*Selected text*
According to Jim Pynn, Superintendent of Newtown Creek’s 52-acre water waste treatment plant, the plant’s star architectural feature is eight futuristic, stainless steel–clad “digester eggs.” Tours of the facility began less than a year ago. Our tour started early in the morning in the new Visitor Center. Once inside, it was hard to hear over the noisy water cascade walkway – a playful, meandering path mimicking a water slide – designed by Brooklyn local Vito Acconci. A sculpture of discarded plastic water bottles hung over the walkway, highlighting the virtues of New York City tap water over bottled water.

 

Elsewhere in the lobby, signage and models opportunistically taught visitors about water usage and processing – in short, all you’d want to know about your water. By the time we reached the top of the stairs, we’d learned about the history of New York City’s aqueduct system. The two main aqueducts, built in 1842 and 1929, are still in use; water from the Catskills is fed into the city mostly by gravity. A third aqueduct, in construction, is prosaically titled Water Tunnel No. 3. It is the largest construction project in New York’s history. While I give kudos to the city and to Pynn’s entrepreneurial spirit in bringing visibility to a vastly misunderstood yet vital topic, it was disappointing to note that one of the faucets in the women’s bathroom didn’t turn off and was dripping water. A group of over 100 people convened on the second floor to be alternately entertained and informed by Pynn’s hour-long narration of the incredibly technical process of taking waste water — what we flush down our drains and toilets every day in addition to what is carried by the city’s sewers, all 310 million gallons of it — and making it into a relatively benign liquid that is emptied into the Hudson. First, the large debris is gleaned and set aside for dumping into a landfill. Next, smaller particles are strained, squished, cooked, and drained into what they call “sludge,” which is sold as fertilizer. Cooking oil is apparently so common that they have developed a special way of siphoning it off. Pynn pleaded with visitors to relegate cooking oil to the garbage, for solid-waste disposal. The digester eggs mimic the function and temperature of a human stomach, as black, bubbly ooze is fermented by bacteria to create the sludge for further processing. This process stabilizes the sludge by converting most of the organic material into water, carbon dioxide, and methane gas (the gas is then used to power the plant). Visitors got to peer down into the digesters through portholes and see the black stuff percolate.

Bacteria aside, the view from atop the towers was fantastic.

*Given records*
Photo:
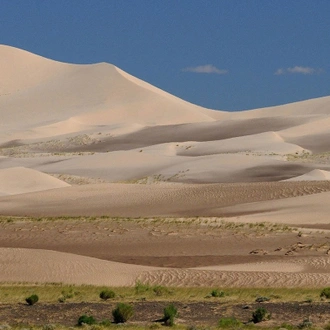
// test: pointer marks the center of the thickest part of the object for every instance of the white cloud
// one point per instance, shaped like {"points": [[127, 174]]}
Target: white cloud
{"points": [[298, 69], [208, 68], [279, 72]]}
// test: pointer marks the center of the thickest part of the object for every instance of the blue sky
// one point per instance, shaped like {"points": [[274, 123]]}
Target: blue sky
{"points": [[221, 54]]}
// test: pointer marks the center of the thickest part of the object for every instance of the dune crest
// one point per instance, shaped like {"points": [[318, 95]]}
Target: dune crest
{"points": [[20, 180]]}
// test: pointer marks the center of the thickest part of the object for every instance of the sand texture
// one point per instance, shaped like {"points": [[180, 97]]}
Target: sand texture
{"points": [[92, 140]]}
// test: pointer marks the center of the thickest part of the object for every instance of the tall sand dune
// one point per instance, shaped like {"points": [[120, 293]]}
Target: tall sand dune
{"points": [[20, 180]]}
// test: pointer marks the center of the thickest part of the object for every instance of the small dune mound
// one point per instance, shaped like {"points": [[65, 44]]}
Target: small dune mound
{"points": [[20, 180], [315, 175]]}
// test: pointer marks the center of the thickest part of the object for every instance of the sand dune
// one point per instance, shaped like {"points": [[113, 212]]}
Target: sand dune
{"points": [[131, 149], [20, 180], [134, 200], [312, 175], [58, 267]]}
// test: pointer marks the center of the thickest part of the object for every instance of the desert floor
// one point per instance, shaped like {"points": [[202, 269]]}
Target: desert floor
{"points": [[107, 180]]}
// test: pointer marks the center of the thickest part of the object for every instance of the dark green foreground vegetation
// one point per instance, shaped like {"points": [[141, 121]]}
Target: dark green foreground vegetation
{"points": [[158, 306]]}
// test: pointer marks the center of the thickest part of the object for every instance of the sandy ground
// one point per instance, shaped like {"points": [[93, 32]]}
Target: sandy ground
{"points": [[92, 140]]}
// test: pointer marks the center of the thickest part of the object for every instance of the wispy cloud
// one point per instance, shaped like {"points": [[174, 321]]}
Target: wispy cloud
{"points": [[297, 69], [208, 68]]}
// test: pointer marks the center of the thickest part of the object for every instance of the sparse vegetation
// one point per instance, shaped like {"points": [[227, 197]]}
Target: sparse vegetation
{"points": [[260, 314], [33, 299], [84, 319], [325, 293], [229, 322], [262, 299], [107, 294], [217, 293], [122, 313], [170, 313]]}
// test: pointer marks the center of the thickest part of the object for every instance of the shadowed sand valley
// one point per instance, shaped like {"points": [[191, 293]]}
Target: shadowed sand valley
{"points": [[106, 180]]}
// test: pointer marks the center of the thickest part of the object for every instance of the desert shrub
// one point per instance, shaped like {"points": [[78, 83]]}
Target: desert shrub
{"points": [[32, 299], [105, 323], [305, 324], [141, 288], [107, 294], [84, 319], [259, 315], [262, 299], [229, 322], [160, 290], [217, 293], [122, 313], [170, 313], [49, 327], [325, 293]]}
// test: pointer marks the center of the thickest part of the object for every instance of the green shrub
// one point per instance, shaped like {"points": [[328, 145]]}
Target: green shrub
{"points": [[170, 313], [305, 324], [107, 294], [84, 319], [217, 293], [229, 322], [141, 288], [325, 293], [259, 315], [106, 323], [32, 299], [262, 299], [160, 290], [122, 313]]}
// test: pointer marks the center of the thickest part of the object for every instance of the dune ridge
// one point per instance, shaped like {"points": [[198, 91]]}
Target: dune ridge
{"points": [[92, 140]]}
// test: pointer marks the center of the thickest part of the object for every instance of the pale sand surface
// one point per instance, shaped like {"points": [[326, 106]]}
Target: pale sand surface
{"points": [[55, 267], [130, 149]]}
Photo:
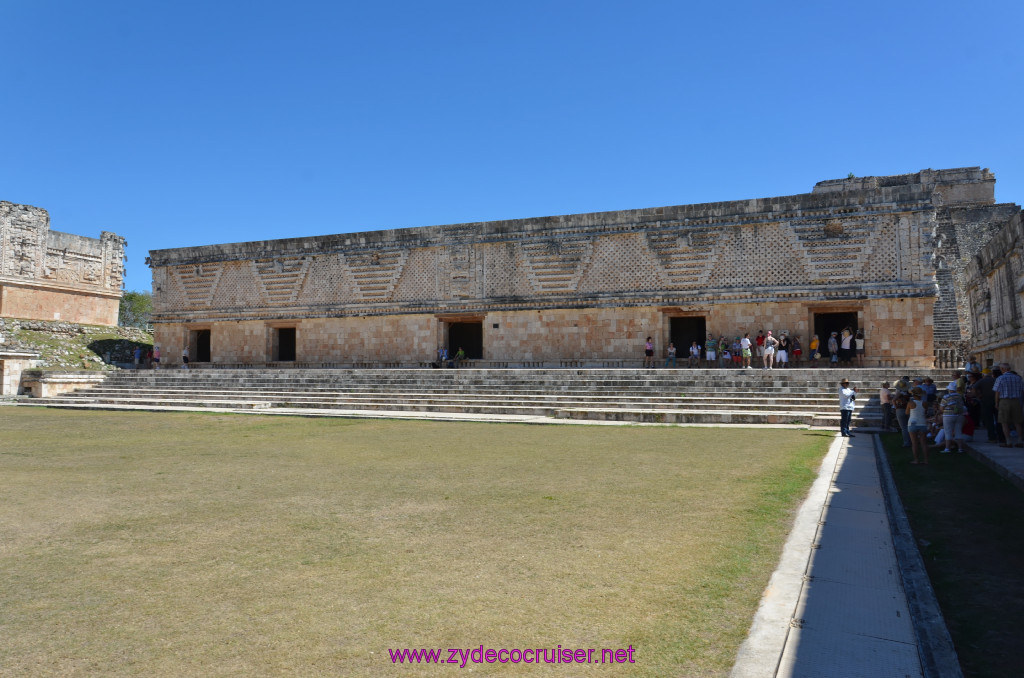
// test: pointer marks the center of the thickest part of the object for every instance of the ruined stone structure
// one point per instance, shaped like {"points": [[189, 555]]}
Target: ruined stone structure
{"points": [[884, 254], [46, 274], [995, 288]]}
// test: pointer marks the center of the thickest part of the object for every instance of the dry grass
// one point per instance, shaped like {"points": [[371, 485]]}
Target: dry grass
{"points": [[177, 544]]}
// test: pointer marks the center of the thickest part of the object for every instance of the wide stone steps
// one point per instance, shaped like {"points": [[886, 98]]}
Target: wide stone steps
{"points": [[748, 396]]}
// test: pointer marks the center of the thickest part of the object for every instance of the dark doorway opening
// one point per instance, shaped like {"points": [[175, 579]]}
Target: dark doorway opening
{"points": [[684, 331], [200, 341], [825, 324], [468, 336], [285, 344]]}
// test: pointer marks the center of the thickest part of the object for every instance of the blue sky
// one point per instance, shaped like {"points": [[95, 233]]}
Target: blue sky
{"points": [[188, 123]]}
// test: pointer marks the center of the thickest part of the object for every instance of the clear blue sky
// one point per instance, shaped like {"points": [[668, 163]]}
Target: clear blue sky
{"points": [[189, 123]]}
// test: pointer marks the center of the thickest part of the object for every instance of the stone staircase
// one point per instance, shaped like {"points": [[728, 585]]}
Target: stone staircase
{"points": [[795, 396]]}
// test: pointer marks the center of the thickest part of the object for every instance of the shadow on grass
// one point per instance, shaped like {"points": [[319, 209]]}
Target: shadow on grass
{"points": [[969, 524]]}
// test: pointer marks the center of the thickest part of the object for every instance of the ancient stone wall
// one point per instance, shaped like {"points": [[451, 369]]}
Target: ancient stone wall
{"points": [[995, 290], [591, 286], [47, 274]]}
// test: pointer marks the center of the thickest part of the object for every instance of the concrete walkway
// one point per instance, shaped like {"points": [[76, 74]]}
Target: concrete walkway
{"points": [[841, 602]]}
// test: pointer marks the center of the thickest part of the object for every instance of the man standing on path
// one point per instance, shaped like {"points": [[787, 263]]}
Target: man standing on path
{"points": [[983, 388], [770, 344], [846, 398], [1009, 389]]}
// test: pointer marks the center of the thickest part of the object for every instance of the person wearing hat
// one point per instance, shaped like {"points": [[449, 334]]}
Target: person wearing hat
{"points": [[952, 408], [901, 397], [1009, 390], [918, 423], [846, 397]]}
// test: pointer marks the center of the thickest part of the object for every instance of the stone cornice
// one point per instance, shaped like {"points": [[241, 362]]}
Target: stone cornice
{"points": [[674, 299]]}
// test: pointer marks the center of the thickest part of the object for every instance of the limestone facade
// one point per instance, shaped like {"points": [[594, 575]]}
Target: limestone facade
{"points": [[996, 297], [47, 274], [587, 289]]}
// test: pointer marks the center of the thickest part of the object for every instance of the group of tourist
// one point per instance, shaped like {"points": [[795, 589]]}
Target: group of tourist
{"points": [[846, 348], [930, 416]]}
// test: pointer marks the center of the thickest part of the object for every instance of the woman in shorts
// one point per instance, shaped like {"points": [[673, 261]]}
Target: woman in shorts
{"points": [[711, 350], [782, 353], [648, 353], [918, 425]]}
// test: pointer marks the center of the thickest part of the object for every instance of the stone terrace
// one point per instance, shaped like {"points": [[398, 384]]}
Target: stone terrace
{"points": [[795, 396]]}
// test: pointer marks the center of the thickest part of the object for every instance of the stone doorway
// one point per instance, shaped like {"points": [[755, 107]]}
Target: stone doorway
{"points": [[284, 345], [199, 345], [825, 324], [684, 331], [469, 336]]}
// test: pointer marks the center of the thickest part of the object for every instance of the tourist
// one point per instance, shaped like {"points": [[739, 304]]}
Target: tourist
{"points": [[952, 409], [711, 350], [846, 397], [1009, 389], [770, 344], [885, 399], [901, 397], [744, 345], [782, 353], [986, 399], [671, 357], [918, 423], [931, 391], [833, 350], [845, 347]]}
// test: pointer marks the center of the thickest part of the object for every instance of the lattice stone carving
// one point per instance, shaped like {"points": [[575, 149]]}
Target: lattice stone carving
{"points": [[374, 274], [458, 277], [555, 265], [835, 251], [281, 280], [22, 247], [199, 282], [72, 267], [687, 257]]}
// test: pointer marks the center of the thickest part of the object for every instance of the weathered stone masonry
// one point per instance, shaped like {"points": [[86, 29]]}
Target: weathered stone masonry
{"points": [[589, 288], [46, 274]]}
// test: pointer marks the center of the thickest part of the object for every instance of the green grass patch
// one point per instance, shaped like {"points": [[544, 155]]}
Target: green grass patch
{"points": [[180, 544], [969, 523]]}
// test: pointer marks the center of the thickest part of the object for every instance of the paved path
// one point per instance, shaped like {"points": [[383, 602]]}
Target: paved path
{"points": [[836, 606]]}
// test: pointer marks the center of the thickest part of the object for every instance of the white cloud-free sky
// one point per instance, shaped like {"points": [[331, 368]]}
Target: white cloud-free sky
{"points": [[196, 122]]}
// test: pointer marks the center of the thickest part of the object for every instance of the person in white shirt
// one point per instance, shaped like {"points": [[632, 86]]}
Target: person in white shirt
{"points": [[846, 398], [744, 347]]}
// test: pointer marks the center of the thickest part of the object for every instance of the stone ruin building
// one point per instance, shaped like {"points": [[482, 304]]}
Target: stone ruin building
{"points": [[50, 276], [889, 255]]}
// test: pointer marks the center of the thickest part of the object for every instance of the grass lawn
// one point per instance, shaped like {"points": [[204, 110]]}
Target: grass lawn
{"points": [[969, 523], [192, 544]]}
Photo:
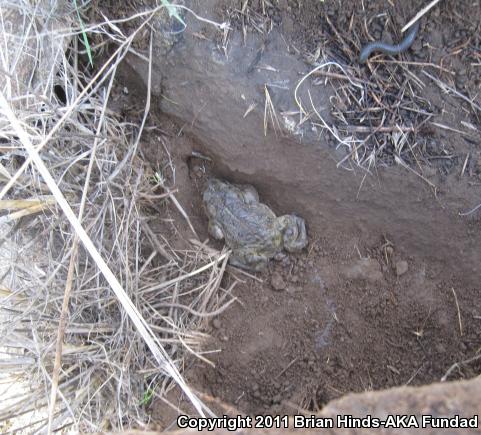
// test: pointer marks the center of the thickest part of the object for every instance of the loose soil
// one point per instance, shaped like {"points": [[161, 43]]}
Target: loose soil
{"points": [[358, 310], [346, 315]]}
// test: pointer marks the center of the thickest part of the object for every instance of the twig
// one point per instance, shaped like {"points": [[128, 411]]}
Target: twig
{"points": [[446, 88], [423, 11]]}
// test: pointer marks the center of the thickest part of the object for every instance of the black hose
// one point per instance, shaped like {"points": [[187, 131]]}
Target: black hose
{"points": [[389, 48]]}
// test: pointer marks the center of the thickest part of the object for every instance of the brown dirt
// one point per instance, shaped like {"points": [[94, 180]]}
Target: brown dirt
{"points": [[345, 322], [363, 308]]}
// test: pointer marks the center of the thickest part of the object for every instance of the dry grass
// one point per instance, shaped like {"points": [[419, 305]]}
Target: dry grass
{"points": [[76, 203]]}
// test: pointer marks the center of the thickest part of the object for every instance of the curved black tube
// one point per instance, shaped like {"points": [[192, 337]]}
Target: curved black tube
{"points": [[388, 48]]}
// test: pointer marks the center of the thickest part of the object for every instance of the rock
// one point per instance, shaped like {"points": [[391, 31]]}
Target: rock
{"points": [[401, 267], [365, 268], [277, 282]]}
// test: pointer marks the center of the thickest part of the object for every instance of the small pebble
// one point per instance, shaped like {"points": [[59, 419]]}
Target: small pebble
{"points": [[277, 282], [401, 267]]}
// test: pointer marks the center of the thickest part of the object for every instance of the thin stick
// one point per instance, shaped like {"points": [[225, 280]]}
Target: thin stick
{"points": [[422, 12], [142, 326], [470, 211], [71, 268], [458, 365]]}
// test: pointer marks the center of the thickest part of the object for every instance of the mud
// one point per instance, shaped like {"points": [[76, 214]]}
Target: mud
{"points": [[387, 292]]}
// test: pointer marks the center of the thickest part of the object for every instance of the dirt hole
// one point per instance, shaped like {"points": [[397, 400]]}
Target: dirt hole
{"points": [[362, 308]]}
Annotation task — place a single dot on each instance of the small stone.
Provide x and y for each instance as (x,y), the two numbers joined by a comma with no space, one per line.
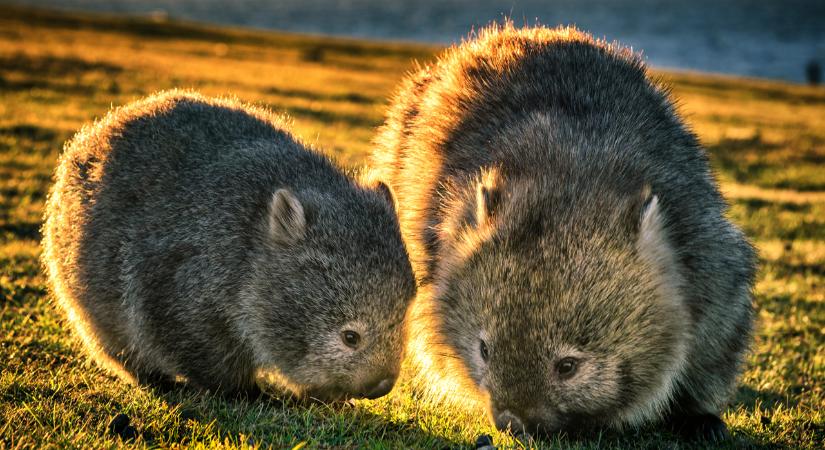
(484,442)
(129,433)
(118,423)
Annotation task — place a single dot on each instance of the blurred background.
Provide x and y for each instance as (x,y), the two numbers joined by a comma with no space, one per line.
(780,39)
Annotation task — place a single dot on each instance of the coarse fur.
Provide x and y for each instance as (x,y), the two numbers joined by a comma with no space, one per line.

*Problem requirements*
Copy out the passage from the treatment plant tour account that opens with "According to Jim" and closes with "over bottled water.", swapping "Visitor Center" for "Welcome Center".

*Output below*
According to Jim Pynn, Superintendent of Newtown Creek’s 52-acre water waste treatment plant, the plant’s star architectural feature is eight futuristic, stainless steel–clad “digester eggs.” Tours of the facility began less than a year ago. Our tour started early in the morning in the new Welcome Center. Once inside, it was hard to hear over the noisy water cascade walkway – a playful, meandering path mimicking a water slide – designed by Brooklyn local Vito Acconci. A sculpture of discarded plastic water bottles hung over the walkway, highlighting the virtues of New York City tap water over bottled water.